[About this exercise]:
Rewrite the passage on the Dragon Award nominations from "Like Brian Niemeier, he" to "Dragon Awards past.", putting "magazine" wherever "publisher" appears.

[Selected passage]:
▽

Like Brian Niemeier, he also blames the corona pandemic, which somehow kept the right sort of people from casting an online ballot and therefore allowed the wrongfans reading wrongbooks to – gasp – nominate for their favourites. There are also dark hints that “a publisher” might be influencing the nominations. Three guesses which publisher that would be. He also shares his own nomination ballot, which is heavy on several familiar names from the superversive movement and from Dragon Awards past.
One thing I noticed is that Finn, Niemeier and the unnamed “friend” of this blog are all upset that Timothy Zahn’s Star Wars tie-in Thrawn: Treason was not nominated. Now I have to admit that this is surprising. Okay, so Grand Admiral Thrawn never did much for me, even though I read the original Thrawn trilogy like pretty much every other Star Wars deprived fan back in 1991. But I know that Thrawn is a beloved character and the blurb for Thrawn: Treason actually sounds pretty interesting, so the novel’s absence from the Dragon Award ballot is unexpected. Maybe Timothy Zahn declined the nomination or maybe Star Wars fandom has simply moved on – after all, the original Thrawn trilogy came out almost thirty years ago. A whole generation of fans has grown up since them, for whom Thrawn simply won’t have the same meaning he had for someone who read the trilogy back in 1991, when it was the first new Star Wars in several years.

△

[Source material]:

▽

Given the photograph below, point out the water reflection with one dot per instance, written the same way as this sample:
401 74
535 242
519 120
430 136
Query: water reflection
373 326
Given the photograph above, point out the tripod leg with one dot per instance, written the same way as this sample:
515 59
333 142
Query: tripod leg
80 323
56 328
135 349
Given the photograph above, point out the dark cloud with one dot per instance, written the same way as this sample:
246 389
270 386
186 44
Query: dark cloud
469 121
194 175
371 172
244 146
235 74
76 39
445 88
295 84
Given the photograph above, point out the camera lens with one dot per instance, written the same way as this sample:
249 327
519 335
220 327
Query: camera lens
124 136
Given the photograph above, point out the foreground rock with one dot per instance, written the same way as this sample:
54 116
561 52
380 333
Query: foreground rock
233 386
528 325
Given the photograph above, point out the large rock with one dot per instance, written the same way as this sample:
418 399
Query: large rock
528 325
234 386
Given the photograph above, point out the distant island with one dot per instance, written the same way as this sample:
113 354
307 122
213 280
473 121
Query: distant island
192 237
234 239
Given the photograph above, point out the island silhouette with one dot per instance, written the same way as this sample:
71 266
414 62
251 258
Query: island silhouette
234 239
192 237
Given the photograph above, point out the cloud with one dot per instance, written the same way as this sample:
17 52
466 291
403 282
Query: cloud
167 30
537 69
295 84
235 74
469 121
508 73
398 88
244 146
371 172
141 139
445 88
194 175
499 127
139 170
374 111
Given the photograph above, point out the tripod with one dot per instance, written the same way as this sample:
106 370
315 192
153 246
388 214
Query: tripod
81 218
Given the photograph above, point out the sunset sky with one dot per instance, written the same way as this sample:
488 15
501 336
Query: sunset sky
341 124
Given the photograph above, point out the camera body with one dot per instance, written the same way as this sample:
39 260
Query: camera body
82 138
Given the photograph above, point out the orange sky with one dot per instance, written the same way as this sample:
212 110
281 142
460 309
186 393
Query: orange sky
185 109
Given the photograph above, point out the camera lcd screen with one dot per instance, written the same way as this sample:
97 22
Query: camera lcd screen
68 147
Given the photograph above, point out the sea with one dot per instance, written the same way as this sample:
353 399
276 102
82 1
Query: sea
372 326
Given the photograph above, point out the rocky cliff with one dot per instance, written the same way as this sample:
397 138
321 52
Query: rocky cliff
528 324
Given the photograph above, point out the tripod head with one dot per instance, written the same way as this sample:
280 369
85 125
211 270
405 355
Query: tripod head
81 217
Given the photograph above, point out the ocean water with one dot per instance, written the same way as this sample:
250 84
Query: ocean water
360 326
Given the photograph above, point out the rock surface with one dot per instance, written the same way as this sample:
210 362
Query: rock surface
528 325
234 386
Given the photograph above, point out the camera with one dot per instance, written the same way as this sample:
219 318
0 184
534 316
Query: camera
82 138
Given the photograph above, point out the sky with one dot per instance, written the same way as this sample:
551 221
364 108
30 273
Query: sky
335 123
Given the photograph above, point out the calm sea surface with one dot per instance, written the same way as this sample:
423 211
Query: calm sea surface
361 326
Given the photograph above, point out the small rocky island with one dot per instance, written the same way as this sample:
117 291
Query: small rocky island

△

[Result of this exercise]:
Like Brian Niemeier, he also blames the corona pandemic, which somehow kept the right sort of people from casting an online ballot and therefore allowed the wrongfans reading wrongbooks to – gasp – nominate for their favourites. There are also dark hints that “a magazine” might be influencing the nominations. Three guesses which magazine that would be. He also shares his own nomination ballot, which is heavy on several familiar names from the superversive movement and from Dragon Awards past.